## Things to do
#1 Answer the following questions using the exhibition text about the architect Lars Backer.
(a) Which three designs by Lars Backer brought the International Style to Norway?
(b) Which architectural style was still predominant in Norway in the mid-1920s?
(c) What were Backer and his contemporaries writing about?
#2 Write the next part of the exhibition text about the architect Lars Backer, continuing after its final sentence.

“Lars Backer – Architect. A Pioneer of Norwegian Modernism” is an exhibition about the architect who brought the International Style to Norway.
With his designs for the Skansen Restaurant, the Ekeberg Restaurant and the Horn Building, the architect Lars Backer brought the International Style in architecture to Norway. Many people felt that a new era was imminent, and then it came.
The mid-1920s were a time of transition in Norway. Neoclassicism was still the predominant architectural style: power stations, banks, housing developments, sports facilities, museums and cinemas all bore the hallmarks of Ancient Greek and Roman architecture. Backer, along with his contemporaries, was writing about the need for a new kind of architecture.

## Material provided
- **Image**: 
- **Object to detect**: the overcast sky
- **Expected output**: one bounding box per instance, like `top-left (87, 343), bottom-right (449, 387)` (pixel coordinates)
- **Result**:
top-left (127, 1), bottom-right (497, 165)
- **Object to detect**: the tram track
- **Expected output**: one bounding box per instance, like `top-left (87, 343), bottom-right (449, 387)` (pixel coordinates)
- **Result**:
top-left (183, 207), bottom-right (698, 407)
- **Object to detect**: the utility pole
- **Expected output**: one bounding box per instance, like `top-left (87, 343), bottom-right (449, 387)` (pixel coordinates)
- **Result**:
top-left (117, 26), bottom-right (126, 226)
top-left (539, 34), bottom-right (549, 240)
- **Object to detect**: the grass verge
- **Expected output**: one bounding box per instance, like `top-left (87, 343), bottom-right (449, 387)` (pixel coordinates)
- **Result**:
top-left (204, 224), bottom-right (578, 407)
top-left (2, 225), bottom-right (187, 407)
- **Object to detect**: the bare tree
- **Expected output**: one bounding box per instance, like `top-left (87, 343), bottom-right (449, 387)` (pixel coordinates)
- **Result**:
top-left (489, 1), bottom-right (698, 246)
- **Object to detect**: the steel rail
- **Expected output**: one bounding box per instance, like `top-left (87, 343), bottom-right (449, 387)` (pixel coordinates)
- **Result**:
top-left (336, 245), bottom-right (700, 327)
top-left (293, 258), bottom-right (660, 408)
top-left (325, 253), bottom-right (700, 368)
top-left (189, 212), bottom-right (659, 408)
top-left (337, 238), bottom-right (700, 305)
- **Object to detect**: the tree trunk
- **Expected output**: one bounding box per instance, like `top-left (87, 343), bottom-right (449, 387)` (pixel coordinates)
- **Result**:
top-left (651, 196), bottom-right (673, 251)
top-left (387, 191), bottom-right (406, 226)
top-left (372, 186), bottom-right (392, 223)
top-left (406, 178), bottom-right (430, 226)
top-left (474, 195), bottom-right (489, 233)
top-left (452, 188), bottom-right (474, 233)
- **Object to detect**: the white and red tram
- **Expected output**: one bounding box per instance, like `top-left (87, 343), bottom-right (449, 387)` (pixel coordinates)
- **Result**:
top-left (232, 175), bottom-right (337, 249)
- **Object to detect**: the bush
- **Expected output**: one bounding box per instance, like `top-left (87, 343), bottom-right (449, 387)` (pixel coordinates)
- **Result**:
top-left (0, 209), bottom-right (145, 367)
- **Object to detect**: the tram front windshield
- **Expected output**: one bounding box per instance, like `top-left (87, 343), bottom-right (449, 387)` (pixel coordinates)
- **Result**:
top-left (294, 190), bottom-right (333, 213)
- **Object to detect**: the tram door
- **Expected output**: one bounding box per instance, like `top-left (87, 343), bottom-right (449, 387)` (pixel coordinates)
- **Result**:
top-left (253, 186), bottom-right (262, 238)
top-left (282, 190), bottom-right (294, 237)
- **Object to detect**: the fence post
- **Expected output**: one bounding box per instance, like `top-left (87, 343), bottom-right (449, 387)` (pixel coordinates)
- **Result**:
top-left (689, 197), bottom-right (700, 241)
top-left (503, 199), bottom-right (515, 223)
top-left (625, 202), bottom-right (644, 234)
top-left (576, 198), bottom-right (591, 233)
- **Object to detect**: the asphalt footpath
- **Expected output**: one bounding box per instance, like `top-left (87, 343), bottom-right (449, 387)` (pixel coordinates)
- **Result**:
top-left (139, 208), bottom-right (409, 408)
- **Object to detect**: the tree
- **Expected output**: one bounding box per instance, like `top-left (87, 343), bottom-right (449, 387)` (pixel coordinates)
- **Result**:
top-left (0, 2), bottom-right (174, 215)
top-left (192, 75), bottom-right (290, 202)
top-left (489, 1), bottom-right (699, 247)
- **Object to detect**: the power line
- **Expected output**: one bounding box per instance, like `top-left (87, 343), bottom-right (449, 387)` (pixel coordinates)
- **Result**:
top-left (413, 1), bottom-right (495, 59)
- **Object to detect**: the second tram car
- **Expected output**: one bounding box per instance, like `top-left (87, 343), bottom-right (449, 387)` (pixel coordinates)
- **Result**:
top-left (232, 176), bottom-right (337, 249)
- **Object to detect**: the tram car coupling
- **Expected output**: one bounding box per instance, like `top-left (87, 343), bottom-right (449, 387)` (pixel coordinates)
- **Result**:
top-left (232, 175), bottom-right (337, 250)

## Answers to the problems
#1
(a) The Skansen Restaurant, the Ekeberg Restaurant and the Horn Building.
(b) Neoclassicism.
(c) The need for a new kind of architecture.

#2
In Norwegian and Nordic architecture, the year 1930 marked a watershed. A major exhibition in Stockholm that summer presenting a vision of architecture in the future aroused great public enthusiasm. In Scandinavia, the new style was nicknamed “Funkis” (an abbreviation of the word “Funktionalism”).
The year 1930 was also the year that Lars Backer died at the age of just 38 of a streptococcal infection. His three last buildings contributed to paving the way for the new architecture in Norway. The first two, Skansen Restaurant and Ekeberg Restaurant, encountered fierce criticism. In contrast, the Horn Building, which was completed in 1930, was well received. The new architecture was victorious.